_GOAL A_
Answer these questions from the symposium abstracts below:
(i) Which university is Tomohiro Kawakami affiliated with?
(ii) What tool did Bartsch use to give a necessary condition for some unitary representations of a cyclic p-group?
(iii) In what year did Walker publish the result on Hom(K_2, G) cited in the talk on Hom complexes?
* start SELECTED EXCERPT *
The 42th Symposium on Transformation Groups

Tomohiro Kawakami (Wakayama University)
Title : Definable C^r submanifolds in a definable C^r manifold
Abstract: Let $X$ be a definable $C^r$ manifold, $Y_1, Y_2$ definably compact definable $C^r$ submanifolds of $X$ such that $\dim Y_1+\dim Y_2<\dim X$ and $Y_1$ has a trivial normal bundle. We prove that there exists a definable isotopy $\{h_p\}_{p \in J}$ such that $h_0=id_X$ and $h_1(Y_1) \cap Y_2=\emptyset$.
Koh Ohashi (The University of Tokyo)
Title : Equivariant maps between representation spheres of cyclic p-groups
Abstract: We will consider necessary conditions for the existence of equivariant maps between the unit spheres of unitary representations of a cyclic $p$-group $G$. Bartsch gave a necessary condition for some unitary representations of $G$ by using equivariant $K$-theory. In this talk, we will give two necessary conditions following Bartsch's approach. One is a generalization of Bartsch's result for all unitary representations of $G$ with fixed point free actions. The other gives a stronger necessary condition under stronger assumptions.
Takahiro Matsushita （The University of Tokyo）
Title : On the lower bounds obtained from Hom complexes
Abstract: A coloring of a simple graph $G$ is to assign a color to each vertex of $G$ so that adjacent vertices have different colors. The smallest number of colores we need to color $G$ is called the chromatic number of $G$, and is denoted by $\chi(G)$. Hom complex ${\rm Hom}(T,G)$ is a CW-complex associated to a pair of graphs $T$ and $G$. The graph $T$ is called a homotopy test graph if the inequality $$\chi(G) > {\rm conn}({\rm Hom}(T,G)) + \chi(T) $$ holds for every graph $G$, where ${\rm conn}(X)$ is the largest number $ n$ such that $X$ is $n$-connected. (However, we put ${\rm conn}(X)= -\ infty$ if $X = \emptyset$.) It is known that the complete graph $K_n$ with $n \geq 2$ is a homotopy test graph (Lov\'asz, Babson-Kozlov), and the odd cycle $C_{2n+1}$ with $n \geq 1$ (Babson-Kozlov). However, there is a graph $G$ such that the difference between the above inequality is quite large, when $T=K_2$. In particular, Walker (1983) showed that for each positive integer $n$, there is a graph $G$ such that $$\chi(G) - {\rm conn}({\rm Hom}(K_2,G)) > n,$$ and he also showed that there are graphs $G_1,G_2$ such that ${\rm Hom}( K_2,G_1) \simeq {\rm Hom}(K_2,G_2)$ but $\chi(G_1) \neq \chi(G_2)$. In this talk we showed the following result strengthening Walker's result. Let $T$ be a finite graph, $G$ a graph whose chromatic number is greater than 2, and $n$ a positive integer. Then there is a graph $H$ which contains $G$ as a subgraph and satisfies the following properties: the inclusion ${\rm Hom}(T,G) \rightarrow {\rm Hom}(T,H)$ is a homotopy equivalence and $\chi(H) \geq n$. In particular, any homotopy invariant of ${\rm Hom}(T,G)$ does not give an upper bound for the chromatic number of $G$.
* end SELECTED EXCERPT *
_GOAL B_
Report every line in the records below that contains the word "croton".
* start DATASET CONTENT *
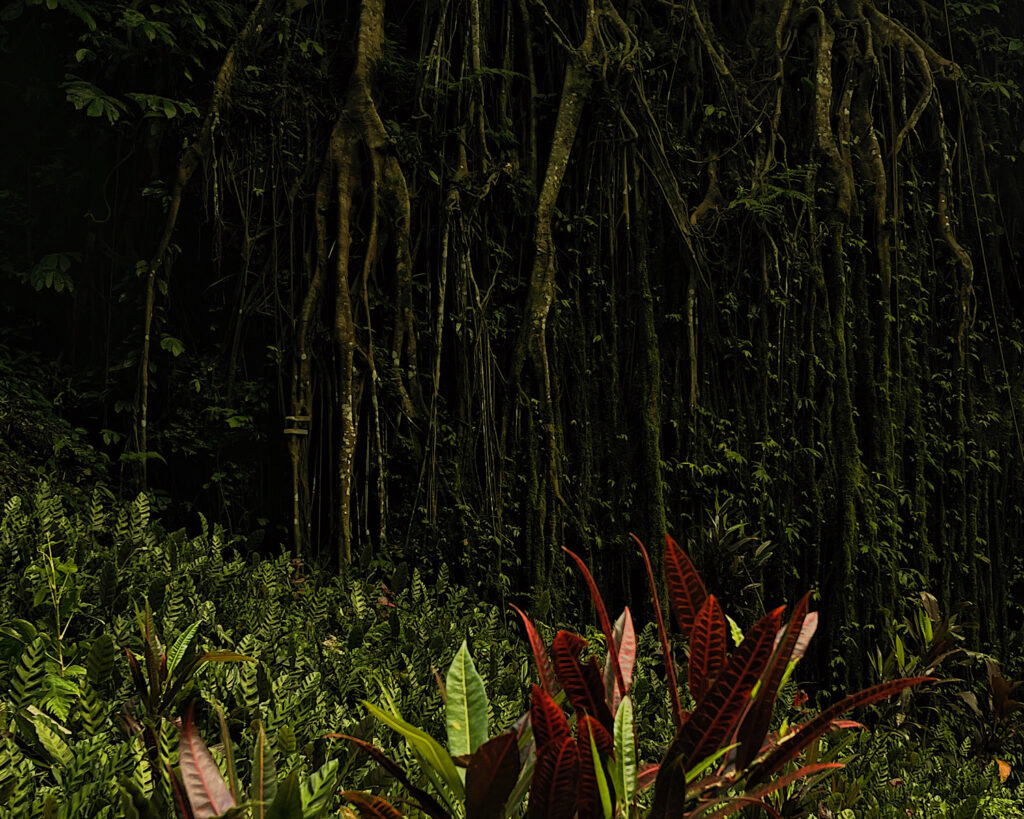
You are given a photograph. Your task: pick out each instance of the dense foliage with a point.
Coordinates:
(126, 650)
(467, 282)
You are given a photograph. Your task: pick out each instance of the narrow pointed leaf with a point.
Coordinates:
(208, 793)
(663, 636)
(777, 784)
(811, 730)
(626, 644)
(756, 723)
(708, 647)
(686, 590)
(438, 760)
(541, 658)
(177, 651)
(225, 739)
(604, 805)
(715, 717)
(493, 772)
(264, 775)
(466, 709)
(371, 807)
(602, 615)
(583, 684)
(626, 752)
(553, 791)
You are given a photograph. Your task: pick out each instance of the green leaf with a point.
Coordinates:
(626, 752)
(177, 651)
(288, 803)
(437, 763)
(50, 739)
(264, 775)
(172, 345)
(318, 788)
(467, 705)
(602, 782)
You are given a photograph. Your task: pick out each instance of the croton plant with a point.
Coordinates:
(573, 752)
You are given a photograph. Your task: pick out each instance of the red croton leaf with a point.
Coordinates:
* end DATASET CONTENT *
* start DATASET CONTENT *
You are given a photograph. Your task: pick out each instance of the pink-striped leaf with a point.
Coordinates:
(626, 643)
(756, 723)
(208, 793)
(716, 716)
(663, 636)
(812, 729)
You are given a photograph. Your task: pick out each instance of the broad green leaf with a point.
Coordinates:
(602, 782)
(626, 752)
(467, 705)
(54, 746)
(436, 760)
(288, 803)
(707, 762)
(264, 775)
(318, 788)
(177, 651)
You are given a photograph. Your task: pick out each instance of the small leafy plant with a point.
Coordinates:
* end DATASET CONTENT *
* start DATASET CONTENT *
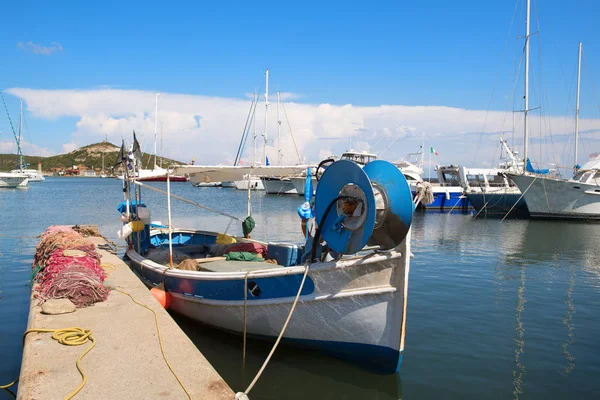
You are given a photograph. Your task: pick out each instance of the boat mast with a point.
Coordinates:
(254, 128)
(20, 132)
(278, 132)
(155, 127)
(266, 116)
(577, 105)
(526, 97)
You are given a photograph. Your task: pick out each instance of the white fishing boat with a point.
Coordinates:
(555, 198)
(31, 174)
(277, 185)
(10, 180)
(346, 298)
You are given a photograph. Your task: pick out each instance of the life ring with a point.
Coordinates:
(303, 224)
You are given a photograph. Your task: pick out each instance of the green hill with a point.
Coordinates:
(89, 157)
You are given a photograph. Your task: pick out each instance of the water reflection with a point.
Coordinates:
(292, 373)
* end DATASET CONTENT *
_FULL OUTPUT A_
(i) Wakayama University
(ii) Equivariant K-theory
(iii) 1983

_FULL OUTPUT B_
You are given a photograph. Your task: pick out each instance of the croton plant with a point.
You are given a photograph. Your task: pick out each instance of the red croton leaf with a point.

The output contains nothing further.